§ SOURCE DOCUMENT
################

Sarah Jakober, Avalanche Specialist
Sarah grew up Darby, MT and earned a degree in Civil Engineering from Boise State University and a M.S. in Atmospheric Science from the University of Nevada, Reno. She has worked for the US Forest Service for the past decade as a wildland firefighter and has hopes of becoming a certified ski guide. She now calls La Grande OR a full time home and looks forward to exploring the range and spending time in the community.

Thomas Whipple, Avalanche Specialist
After an all-you-can-eat backcountry skiing mentality during college, often skiing in the Wallowas, Tom then spent a season interning at Silverton Mountain in Colorado and another guiding in the Purcells of interior BC. He later ski patrolled at Steven’s Pass and was a catski guide nearby for three years. Next, Tom moved on to teach AIARE courses in Northwest Montana as well as teaching and guiding in the Tetons. He now calls Northeastern Oregon home and loves exploring its many drainages by ski and by snowmachine. He has still never skied in his home state of Rhode Island (highest point at 812′ above sea level).

################

§ THINGS TO DO
1. Translate this sentence from the avalanche specialist profiles into Spanish: "He now calls Northeastern Oregon home and loves exploring its many drainages by ski and by snowmachine."
2. Decide whether each statement agrees with the avalanche specialist profiles, giving yes or no and the deciding words from them: (a) Sarah Jakober holds a master's degree from the University of Nevada, Reno. (b) Thomas Whipple has skied in Rhode Island. (c) Thomas Whipple worked as a catski guide for three years.

################

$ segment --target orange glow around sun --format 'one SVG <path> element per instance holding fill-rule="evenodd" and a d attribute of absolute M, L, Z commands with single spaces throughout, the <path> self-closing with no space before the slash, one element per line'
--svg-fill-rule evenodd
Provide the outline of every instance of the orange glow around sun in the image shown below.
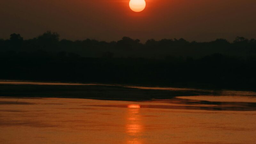
<path fill-rule="evenodd" d="M 140 12 L 145 9 L 146 2 L 145 0 L 131 0 L 129 3 L 131 9 L 135 12 Z"/>

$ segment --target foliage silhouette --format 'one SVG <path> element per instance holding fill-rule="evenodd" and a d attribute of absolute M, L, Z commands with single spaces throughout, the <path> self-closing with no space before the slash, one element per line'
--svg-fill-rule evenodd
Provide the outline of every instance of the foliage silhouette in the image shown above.
<path fill-rule="evenodd" d="M 0 39 L 0 79 L 255 90 L 256 40 Z"/>

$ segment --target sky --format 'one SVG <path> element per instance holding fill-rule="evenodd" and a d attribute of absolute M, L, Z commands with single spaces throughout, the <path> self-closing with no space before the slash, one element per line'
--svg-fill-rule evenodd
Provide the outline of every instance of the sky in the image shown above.
<path fill-rule="evenodd" d="M 0 38 L 15 33 L 28 39 L 47 30 L 73 40 L 256 38 L 256 0 L 145 1 L 145 9 L 136 12 L 129 0 L 3 0 Z"/>

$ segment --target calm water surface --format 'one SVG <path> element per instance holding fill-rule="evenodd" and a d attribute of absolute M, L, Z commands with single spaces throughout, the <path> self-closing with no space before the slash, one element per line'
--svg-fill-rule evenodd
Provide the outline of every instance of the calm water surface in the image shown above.
<path fill-rule="evenodd" d="M 140 102 L 2 97 L 0 143 L 256 143 L 255 98 L 229 96 Z"/>

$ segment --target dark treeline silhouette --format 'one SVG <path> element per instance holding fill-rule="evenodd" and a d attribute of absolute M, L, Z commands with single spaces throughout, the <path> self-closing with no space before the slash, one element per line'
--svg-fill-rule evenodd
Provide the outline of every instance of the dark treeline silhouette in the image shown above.
<path fill-rule="evenodd" d="M 20 34 L 10 39 L 0 39 L 0 51 L 32 52 L 65 51 L 87 57 L 140 57 L 163 59 L 166 57 L 199 58 L 213 53 L 246 57 L 256 55 L 256 40 L 237 37 L 231 43 L 224 39 L 207 42 L 189 42 L 180 38 L 153 39 L 145 44 L 138 39 L 124 37 L 117 42 L 107 43 L 86 39 L 75 41 L 60 40 L 57 33 L 48 31 L 32 39 L 24 40 Z"/>
<path fill-rule="evenodd" d="M 0 40 L 0 79 L 255 90 L 256 40 Z"/>

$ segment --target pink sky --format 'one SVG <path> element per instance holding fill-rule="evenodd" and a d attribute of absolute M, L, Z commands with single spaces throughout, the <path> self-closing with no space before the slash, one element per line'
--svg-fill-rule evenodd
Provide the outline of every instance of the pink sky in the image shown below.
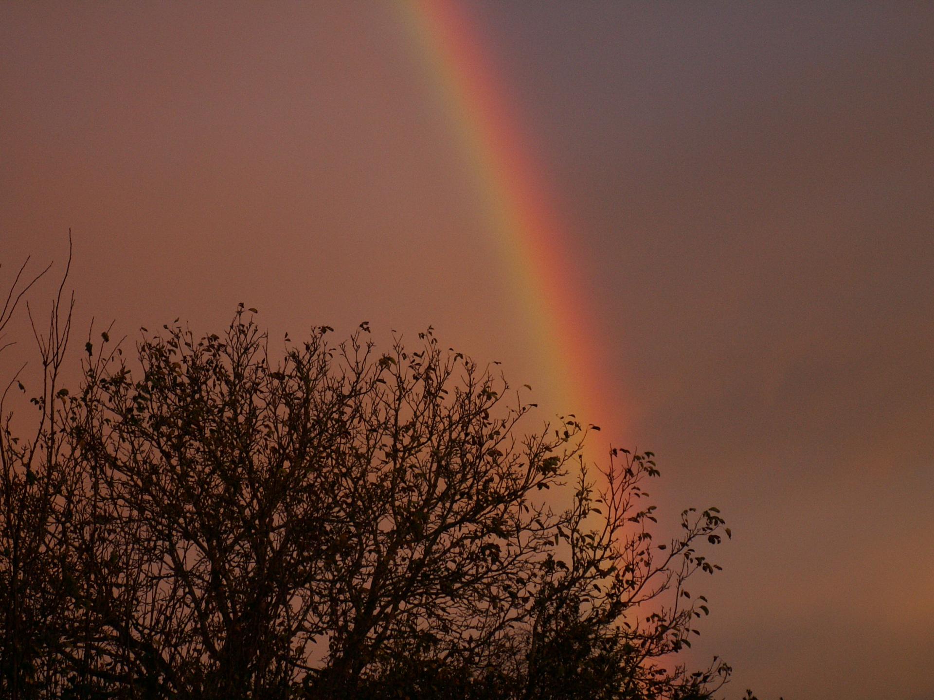
<path fill-rule="evenodd" d="M 934 10 L 469 8 L 632 407 L 601 435 L 658 455 L 663 517 L 732 526 L 698 658 L 732 696 L 934 697 Z M 432 324 L 546 396 L 401 17 L 0 6 L 2 273 L 70 227 L 79 329 L 214 330 L 240 301 L 274 337 Z"/>

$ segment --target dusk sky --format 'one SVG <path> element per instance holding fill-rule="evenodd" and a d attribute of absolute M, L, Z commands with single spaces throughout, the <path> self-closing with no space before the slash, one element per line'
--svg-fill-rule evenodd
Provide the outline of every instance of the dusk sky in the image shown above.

################

§ ANSWER LIST
1. Ahora considera el noreste de Oregón su hogar y le encanta explorar sus numerosas cuencas en esquí y en motonieve.

2.
(a) Yes: "a M.S. in Atmospheric Science from the University of Nevada, Reno"
(b) No: "He has still never skied in his home state of Rhode Island"
(c) Yes: "was a catski guide nearby for three years"